═════ TEXTO DO DOCUMENTO

11 de agosto de 2025

PROFETAS DE ESPERANÇA, AO ESTILO DE COMBONI


 

Em 2025 vivemos um ano jubilar, um tempo especial de reconciliação, de renovação pessoal e comunitária. Para viver este tempo em plenitude, o Papa Francisco proclamou a esperança como mensagem central deste Jubileu desafiando a Igreja e o mundo a serem peregrinos de esperança. A partir da constatação de que «a esperança não engana» (Romanos 5,5), o pontífice ao proclamar o Jubileu escrevia: «Todos esperam. No coração de cada pessoa, encerra-se a esperança como desejo e expectativa do bem. Muitas vezes encontramos pessoas desanimadas que olham, com ceticismo e pessimismo, para o futuro como se nada lhes pudesse proporcionar felicidade. Que o Jubileu, seja para todos, ocasião para reanimar a esperança! A Palavra de Deus ajuda-nos a encontrar as razões para isso».

 

A Esperança não engana

A esperança nasce do amor do Pai e funda-se no amor, feito pão partido para a vida do mundo, o amor do Coração de Jesus trespassado na cruz. Este amor divino, manifestado por Cristo, o missionário do Pai, é também o fundamento da vocação e da missão de S. Daniel Comboni e dos seus missionários. 

Comboni escreveu: «O Sagrado Coração de Jesus palpitou também pelos povos negros da África Central e Jesus Cristo morreu igualmente pelos Africanos. Jesus Cristo, o Bom Pastor, acolherá também a África Central dentro do seu redil. E o missionário apostólico não pode percorrer senão o caminho da cruz do divino Mestre, semeada de espinhos e fadigas de todo o género. Portanto, o verdadeiro apóstolo não deve ter medo de nenhuma dificuldade, nem sequer da morte. A cruz e o martírio são o seu triunfo» (Escritos 5647).

══════════
═════ EXTRATOS DA LISTAGEM

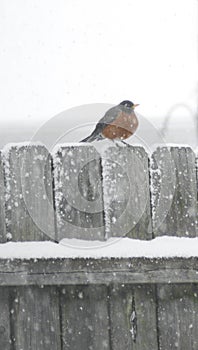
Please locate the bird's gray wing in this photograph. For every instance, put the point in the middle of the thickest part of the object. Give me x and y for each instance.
(108, 118)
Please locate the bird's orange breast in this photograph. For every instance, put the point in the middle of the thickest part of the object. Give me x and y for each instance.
(122, 127)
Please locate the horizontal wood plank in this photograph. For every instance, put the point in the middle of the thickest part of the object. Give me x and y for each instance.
(97, 271)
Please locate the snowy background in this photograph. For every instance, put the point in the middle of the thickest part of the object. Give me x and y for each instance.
(56, 55)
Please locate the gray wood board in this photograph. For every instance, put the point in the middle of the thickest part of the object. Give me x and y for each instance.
(29, 198)
(5, 335)
(35, 318)
(97, 271)
(2, 203)
(78, 192)
(178, 317)
(133, 317)
(85, 320)
(126, 192)
(174, 192)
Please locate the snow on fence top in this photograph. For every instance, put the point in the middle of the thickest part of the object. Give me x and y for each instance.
(77, 193)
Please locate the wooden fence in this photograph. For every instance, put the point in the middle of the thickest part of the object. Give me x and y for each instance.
(98, 303)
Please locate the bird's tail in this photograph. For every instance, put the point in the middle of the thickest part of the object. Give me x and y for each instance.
(92, 137)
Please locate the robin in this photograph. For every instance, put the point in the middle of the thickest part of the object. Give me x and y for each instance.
(118, 123)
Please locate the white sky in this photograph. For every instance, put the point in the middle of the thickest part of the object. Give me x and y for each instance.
(57, 54)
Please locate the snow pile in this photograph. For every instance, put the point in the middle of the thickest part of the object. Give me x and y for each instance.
(161, 247)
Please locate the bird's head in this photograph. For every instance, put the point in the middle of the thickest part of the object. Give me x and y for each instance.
(129, 104)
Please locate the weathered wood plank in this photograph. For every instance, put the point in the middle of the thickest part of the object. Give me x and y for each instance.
(78, 192)
(2, 203)
(126, 192)
(29, 200)
(5, 335)
(85, 320)
(133, 317)
(174, 192)
(35, 318)
(98, 271)
(178, 317)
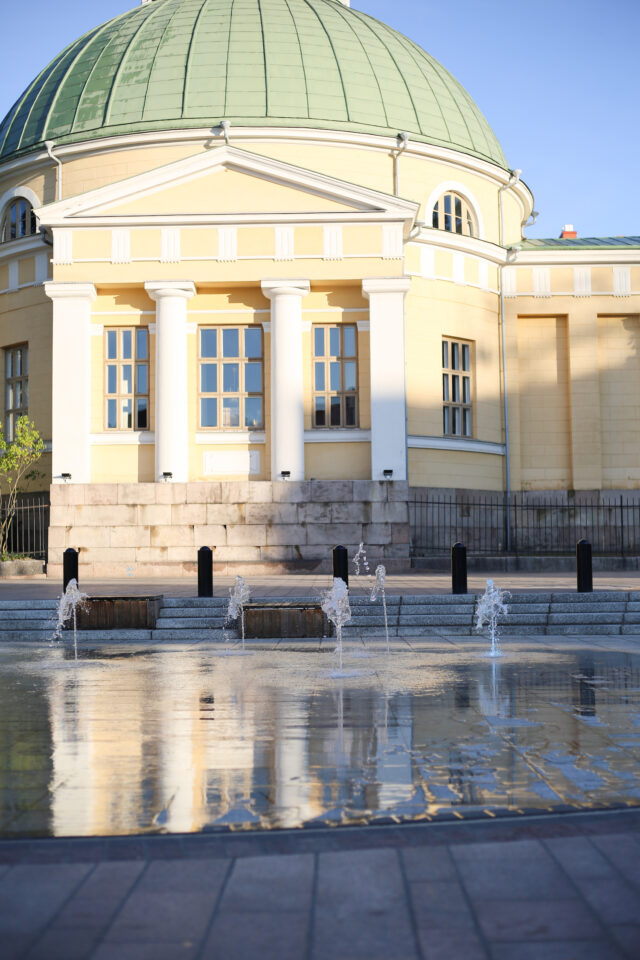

══════════

## AÇÕES A REALIZAR
**A)** Segundo o texto sobre Comboni, que mensagem central proclamou o Papa Francisco para este Jubileu?
**B)** Traduza para inglês esta frase do texto sobre Comboni: «A esperança nasce do amor do Pai e funda-se no amor, feito pão partido para a vida do mundo, o amor do Coração de Jesus trespassado na cruz.»
**C)** Prossiga o texto sobre Comboni a partir da última frase apresentada.
A listagem provém de outra fonte.

## AS RESPOSTAS
**A)** A esperança.

**B)** Hope is born of the Father's love and is founded on love, made bread broken for the life of the world, the love of the Heart of Jesus pierced on the cross.

**C)**
A vida de Jesus «manifesta-se na nossa vida de fé, que começa com o Batismo e desenvolve-se na docilidade à graça de Deus e é por isso animada pela esperança, sempre renovada e tornada inabalável pela ação do Espírito Santo, que irradia nos crentes a luz da esperança e a mantém acesa» (Papa Francisco).

Diante de nós a oportunidade de beber a esperança na graça de Deus, mas também descobri-la nos sinais dos tempos, interpretados à luz do Evangelho. Apesar do muito mal e violência que invadem o nosso quotidiano, há tanto bem no mundo e este merece a nossa atenção. Estes sinais dos tempos pedem para ser transformados em sinais de esperança. Alguns destes sinais são: a necessidade de paz para o mundo; a perda do desejo de transmitir a vida; as pessoas que vivem em condições de dificuldade como os presos, os doentes, os desempregados; os jovens; os migrantes: exilados, deslocados, refugiados; os idosos; os pobres. Temas como o perdão das dívidas dos países pobres, os desequilíbrios comerciais, a luta contra a erradicação da pobreza, a luta contra as injustiças, não nos podem deixar indiferentes.

Ao proclamar o Jubileu o Papa Francisco escreveu: «Precisamos de transbordar de esperança para testemunhar de modo credível e atraente a fé e o amor que trazemos no coração; para que a fé seja jubilosa, a caridade entusiasta; para que cada um seja capaz de oferecer ao menos um sorriso, um gesto de amizade, um olhar fraterno, uma escuta sincera, um serviço gratuito, sabendo que, no Espírito de Jesus, isso pode transformar-se uma semente fecunda de esperança para quem o recebe». 

O papa Leão XIV, nas primeiras palavras que nos dirigiu, disse: «Deus nos ama, Deus vos ama a todos, e o mal não prevalecerá! Estamos todos nas mãos de Deus. Portanto, sem medo, unidos de mãos dadas com Deus e uns com os outros, sigamos em frente! Somos discípulos de Cristo. Cristo vai à nossa frente. O mundo precisa da sua luz. A humanidade precisa d’Ele como ponte para poder ser alcançada por Deus e pelo seu amor. Ajudai-nos também vós e, depois, ajudai-vos uns aos outros a construir pontes, com o diálogo, o encontro, unindo-nos todos para sermos um só povo sempre em paz».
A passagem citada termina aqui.